(Stored dataset items)

──────

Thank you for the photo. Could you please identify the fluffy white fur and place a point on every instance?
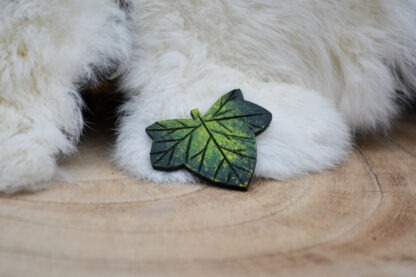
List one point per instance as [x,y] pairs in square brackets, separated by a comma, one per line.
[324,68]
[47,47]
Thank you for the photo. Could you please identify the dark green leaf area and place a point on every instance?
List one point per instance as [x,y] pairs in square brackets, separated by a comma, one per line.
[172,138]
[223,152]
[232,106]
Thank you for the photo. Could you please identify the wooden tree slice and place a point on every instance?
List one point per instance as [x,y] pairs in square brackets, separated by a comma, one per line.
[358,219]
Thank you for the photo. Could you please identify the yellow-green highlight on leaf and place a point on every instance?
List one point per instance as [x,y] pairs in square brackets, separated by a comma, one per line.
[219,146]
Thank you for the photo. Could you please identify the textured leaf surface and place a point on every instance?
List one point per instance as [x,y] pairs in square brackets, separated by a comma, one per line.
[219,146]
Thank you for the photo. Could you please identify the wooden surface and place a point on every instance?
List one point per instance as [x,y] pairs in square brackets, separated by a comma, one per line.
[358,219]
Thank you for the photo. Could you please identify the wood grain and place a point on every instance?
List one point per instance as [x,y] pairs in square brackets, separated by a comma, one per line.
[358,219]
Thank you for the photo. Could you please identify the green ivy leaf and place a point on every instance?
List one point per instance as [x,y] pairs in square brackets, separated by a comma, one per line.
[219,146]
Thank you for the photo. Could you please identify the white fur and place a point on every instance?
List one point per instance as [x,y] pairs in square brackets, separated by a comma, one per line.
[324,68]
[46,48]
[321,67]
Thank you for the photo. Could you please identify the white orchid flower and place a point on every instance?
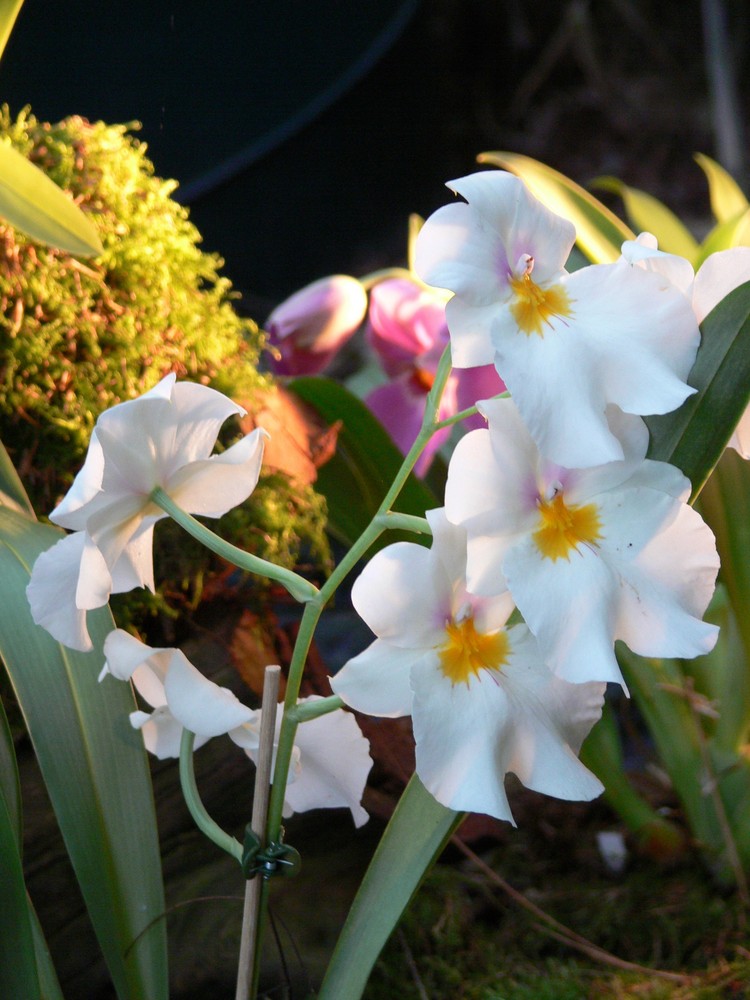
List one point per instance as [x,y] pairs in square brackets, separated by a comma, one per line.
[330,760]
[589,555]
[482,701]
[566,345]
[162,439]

──────

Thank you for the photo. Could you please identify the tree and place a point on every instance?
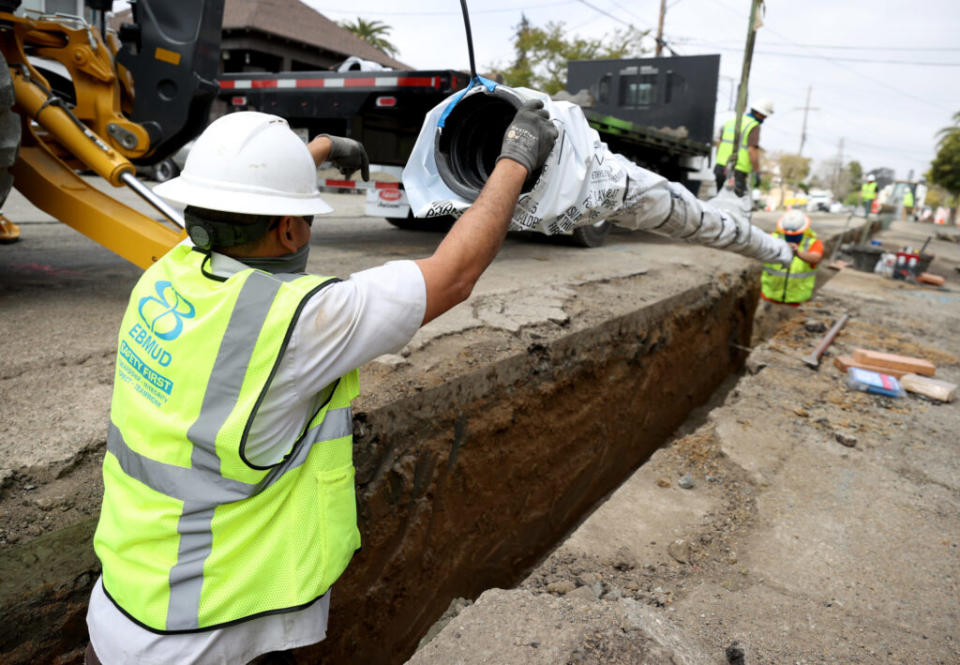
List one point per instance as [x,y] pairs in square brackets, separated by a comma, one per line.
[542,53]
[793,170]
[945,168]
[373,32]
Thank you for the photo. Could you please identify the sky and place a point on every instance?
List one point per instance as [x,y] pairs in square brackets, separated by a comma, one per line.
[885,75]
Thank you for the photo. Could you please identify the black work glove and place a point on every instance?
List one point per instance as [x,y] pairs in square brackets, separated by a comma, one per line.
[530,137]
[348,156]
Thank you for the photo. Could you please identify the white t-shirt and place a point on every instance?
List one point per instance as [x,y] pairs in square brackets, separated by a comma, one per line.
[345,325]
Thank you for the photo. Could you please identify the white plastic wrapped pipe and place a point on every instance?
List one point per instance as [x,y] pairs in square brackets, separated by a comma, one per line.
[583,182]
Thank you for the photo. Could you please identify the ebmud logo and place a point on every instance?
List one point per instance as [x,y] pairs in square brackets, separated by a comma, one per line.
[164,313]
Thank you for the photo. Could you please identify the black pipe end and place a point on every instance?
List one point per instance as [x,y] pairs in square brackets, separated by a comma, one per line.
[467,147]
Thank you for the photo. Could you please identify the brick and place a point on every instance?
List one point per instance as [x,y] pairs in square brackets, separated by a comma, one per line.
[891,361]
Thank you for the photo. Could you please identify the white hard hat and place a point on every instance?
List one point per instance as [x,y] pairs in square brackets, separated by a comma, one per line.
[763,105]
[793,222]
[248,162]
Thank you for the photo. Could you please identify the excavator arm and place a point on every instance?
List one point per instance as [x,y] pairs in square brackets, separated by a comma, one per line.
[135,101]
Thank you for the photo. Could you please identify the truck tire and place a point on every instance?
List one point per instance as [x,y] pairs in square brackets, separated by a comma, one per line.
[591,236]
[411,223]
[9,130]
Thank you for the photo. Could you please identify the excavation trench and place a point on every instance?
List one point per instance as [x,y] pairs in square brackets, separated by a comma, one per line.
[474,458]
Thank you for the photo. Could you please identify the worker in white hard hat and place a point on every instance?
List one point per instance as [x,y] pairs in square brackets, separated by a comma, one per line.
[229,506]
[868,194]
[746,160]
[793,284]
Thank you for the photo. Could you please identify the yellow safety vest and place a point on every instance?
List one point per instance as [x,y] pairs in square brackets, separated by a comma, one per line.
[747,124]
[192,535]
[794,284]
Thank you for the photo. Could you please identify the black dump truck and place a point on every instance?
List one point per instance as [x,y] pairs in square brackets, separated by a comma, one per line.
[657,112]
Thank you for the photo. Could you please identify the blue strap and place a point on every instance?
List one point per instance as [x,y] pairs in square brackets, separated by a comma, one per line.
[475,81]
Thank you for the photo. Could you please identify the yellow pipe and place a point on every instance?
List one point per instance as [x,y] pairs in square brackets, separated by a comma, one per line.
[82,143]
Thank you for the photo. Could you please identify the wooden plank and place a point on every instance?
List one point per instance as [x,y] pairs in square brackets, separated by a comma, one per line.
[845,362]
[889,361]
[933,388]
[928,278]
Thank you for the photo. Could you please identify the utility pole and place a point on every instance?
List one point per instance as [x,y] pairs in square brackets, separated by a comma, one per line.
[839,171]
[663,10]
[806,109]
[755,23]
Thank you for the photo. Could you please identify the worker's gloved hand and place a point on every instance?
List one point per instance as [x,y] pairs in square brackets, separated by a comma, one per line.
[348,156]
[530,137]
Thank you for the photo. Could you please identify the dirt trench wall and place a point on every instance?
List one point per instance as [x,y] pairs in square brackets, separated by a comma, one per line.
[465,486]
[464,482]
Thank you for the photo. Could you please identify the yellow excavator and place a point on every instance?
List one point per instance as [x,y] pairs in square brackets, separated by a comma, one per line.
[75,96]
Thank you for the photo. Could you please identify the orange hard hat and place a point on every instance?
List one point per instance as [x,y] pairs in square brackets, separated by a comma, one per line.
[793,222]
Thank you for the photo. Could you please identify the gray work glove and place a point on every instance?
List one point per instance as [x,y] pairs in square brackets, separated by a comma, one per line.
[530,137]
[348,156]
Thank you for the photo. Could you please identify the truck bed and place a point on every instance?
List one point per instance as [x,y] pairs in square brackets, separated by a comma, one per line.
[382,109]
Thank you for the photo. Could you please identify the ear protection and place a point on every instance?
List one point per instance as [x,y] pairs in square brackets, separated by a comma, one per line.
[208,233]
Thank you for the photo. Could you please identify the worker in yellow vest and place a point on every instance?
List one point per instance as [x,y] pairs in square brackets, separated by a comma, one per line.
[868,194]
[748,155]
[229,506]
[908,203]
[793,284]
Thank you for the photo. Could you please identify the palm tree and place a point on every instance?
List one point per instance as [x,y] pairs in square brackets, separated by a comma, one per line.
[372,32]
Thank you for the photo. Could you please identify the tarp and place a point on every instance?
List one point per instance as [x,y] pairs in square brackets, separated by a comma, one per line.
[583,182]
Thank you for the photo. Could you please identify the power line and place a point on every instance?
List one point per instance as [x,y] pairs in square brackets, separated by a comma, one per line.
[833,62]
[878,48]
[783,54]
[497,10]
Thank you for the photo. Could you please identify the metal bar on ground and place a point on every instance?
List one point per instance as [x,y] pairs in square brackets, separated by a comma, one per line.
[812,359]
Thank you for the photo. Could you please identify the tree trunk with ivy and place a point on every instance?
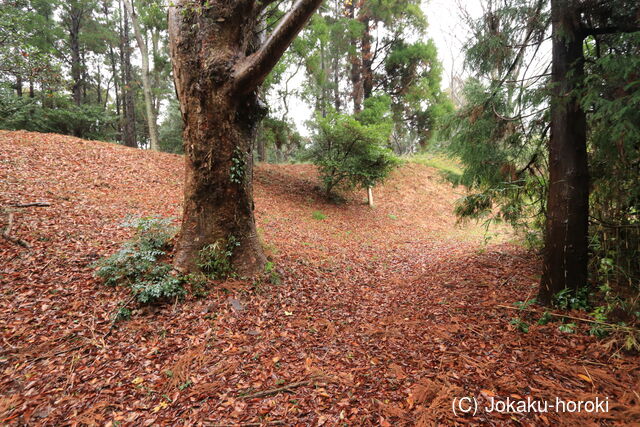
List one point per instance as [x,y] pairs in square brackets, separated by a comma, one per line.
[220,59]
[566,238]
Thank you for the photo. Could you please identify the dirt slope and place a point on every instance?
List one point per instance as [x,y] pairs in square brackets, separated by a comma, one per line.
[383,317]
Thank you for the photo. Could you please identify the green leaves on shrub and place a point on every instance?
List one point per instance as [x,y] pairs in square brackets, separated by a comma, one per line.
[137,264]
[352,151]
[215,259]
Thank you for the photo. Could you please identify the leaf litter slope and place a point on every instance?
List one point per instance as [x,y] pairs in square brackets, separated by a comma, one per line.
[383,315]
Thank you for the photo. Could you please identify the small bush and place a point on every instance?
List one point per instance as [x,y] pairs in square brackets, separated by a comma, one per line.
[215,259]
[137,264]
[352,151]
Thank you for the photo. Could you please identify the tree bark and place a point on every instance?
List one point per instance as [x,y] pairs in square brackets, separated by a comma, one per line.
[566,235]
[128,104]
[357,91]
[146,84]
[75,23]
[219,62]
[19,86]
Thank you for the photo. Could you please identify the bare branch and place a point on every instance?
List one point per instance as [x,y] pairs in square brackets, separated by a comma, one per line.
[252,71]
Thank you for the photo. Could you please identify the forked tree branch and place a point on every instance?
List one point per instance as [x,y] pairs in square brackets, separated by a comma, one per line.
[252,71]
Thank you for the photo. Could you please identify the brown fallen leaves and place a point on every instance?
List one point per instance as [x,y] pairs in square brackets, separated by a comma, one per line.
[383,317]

──────

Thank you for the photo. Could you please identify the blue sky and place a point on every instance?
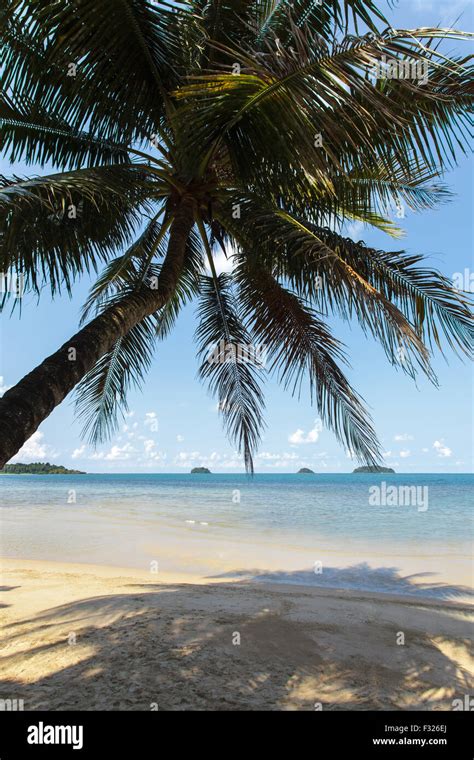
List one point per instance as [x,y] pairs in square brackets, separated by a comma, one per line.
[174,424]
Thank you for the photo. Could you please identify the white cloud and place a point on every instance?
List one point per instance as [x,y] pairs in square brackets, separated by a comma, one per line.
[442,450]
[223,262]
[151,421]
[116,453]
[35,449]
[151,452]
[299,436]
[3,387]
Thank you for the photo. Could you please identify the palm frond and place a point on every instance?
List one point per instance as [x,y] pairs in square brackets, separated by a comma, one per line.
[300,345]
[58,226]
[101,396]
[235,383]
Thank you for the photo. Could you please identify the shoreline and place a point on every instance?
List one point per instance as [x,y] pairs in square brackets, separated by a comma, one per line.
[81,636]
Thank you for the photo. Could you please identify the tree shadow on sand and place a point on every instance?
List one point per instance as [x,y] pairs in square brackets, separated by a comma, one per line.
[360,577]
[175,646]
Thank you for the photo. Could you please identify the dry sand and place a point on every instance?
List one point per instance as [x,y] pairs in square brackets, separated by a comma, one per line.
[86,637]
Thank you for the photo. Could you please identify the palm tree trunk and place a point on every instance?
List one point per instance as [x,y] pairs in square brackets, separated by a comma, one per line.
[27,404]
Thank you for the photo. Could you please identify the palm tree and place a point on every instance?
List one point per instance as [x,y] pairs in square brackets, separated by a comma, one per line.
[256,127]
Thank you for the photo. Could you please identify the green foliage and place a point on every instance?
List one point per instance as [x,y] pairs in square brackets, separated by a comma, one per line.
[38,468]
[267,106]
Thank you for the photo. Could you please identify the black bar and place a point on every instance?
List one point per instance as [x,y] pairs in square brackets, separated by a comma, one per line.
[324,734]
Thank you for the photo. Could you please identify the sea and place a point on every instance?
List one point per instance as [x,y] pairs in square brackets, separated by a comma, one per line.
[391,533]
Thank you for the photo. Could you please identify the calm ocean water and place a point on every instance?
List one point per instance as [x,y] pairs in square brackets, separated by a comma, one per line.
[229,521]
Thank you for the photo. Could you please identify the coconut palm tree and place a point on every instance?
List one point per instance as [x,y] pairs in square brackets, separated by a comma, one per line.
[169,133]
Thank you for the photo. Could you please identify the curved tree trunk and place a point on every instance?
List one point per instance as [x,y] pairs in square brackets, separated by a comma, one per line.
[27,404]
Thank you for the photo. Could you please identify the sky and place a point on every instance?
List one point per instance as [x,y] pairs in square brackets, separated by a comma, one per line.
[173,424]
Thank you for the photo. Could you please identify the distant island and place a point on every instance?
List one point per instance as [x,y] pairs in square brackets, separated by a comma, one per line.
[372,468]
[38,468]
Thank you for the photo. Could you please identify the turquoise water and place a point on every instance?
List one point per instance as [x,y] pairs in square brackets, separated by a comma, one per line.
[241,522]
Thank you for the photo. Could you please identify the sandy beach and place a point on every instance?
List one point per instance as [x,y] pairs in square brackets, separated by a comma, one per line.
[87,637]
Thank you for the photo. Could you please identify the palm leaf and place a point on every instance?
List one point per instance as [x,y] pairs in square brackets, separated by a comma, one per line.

──────

Assignment —
Only one stretch of the records above is wanted: the lines between the one holding "bed and place a point on every instance?" and the one holding "Thank you for the photo. Could you please identify the ear", inclusive, reproduced exactly.

Problem solution —
Thank you for the photo. Could you please identify the truck bed and place a point on every instance?
List one point per instance as [x,y] pairs in square brackets, separated by a comma, one per line.
[382,109]
Thank you for the photo. Could you please identify the ear protection and place a point on every instance?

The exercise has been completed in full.